To do> Take every record and write it out again exactly, with no images included.

Extracted records>
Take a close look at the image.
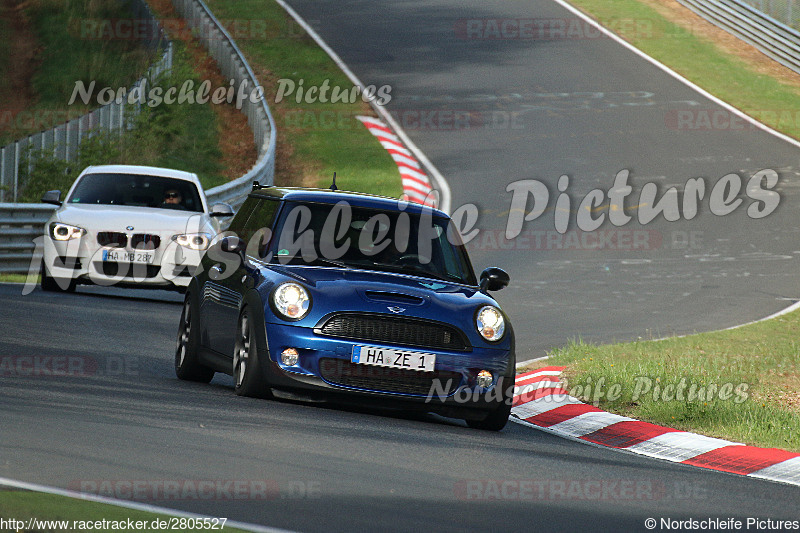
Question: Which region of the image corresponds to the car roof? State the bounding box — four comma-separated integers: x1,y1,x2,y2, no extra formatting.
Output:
249,186,448,217
79,165,200,184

Result>
Take a close look at the image.
Question: Which region of the image corresponds to the car roof? State the bounding box — four comma-separated integers: x1,y1,x2,y2, no extra formatting.
Output:
249,186,448,217
79,165,200,184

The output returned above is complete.